Lo que se pide: En el fragmento sobre la Gran Fiesta, ¿qué le rogaron a uno de los suyos cuando llegó el momento más importante de la celebración?

Fragmento proporcionado:
= = =

Como el otro día, en la Gran Fiesta. Estábamos todos contentos y agradecidos porque Tú nos has dado esta bella hacienda. Porque nos has provisto de todo lo que necesitamos y porque nos tenemos los unos a los otros para sostenernos y gozarnos. Llegó el momento más importante de la celebración y le rogamos a uno de los nuestros que dijera las palabras para el brindis. Todos asíamos, expectantes, la copa con nuestra mano, dispuestos para alzarla.
Comenzó recordando tu generosidad, tu entrega y tu gran renuncia por amor a cada uno de nosotros. Y entonces nos dijo que, siguiendo tu ejemplo, los que habíamos nacido en la finca, debíamos empezar a sacar de las paredes las fotografías de los abuelos y bisabuelos. Y a tirar para siempre el vestido de novia y el ajuar heredados de nuestra madre. Y que volviéramos a arrancar de los campos los árboles que apenas están comenzando a cobrar fuerza después de la Época Oscura, en que casi todos fueron quemados. Y que nunca más volviéramos a entonar las dulces nanas doradas que oímos en nuestros primeros sueños. Por amor a ti, decía. Como Tú habías hecho, exhortaba.

= = =

Registros proporcionados:
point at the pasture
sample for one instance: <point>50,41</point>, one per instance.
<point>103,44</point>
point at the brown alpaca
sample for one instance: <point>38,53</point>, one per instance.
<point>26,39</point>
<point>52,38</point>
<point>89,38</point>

= = =

Respuesta desarrollada: Le rogaron que dijera las palabras para el brindis.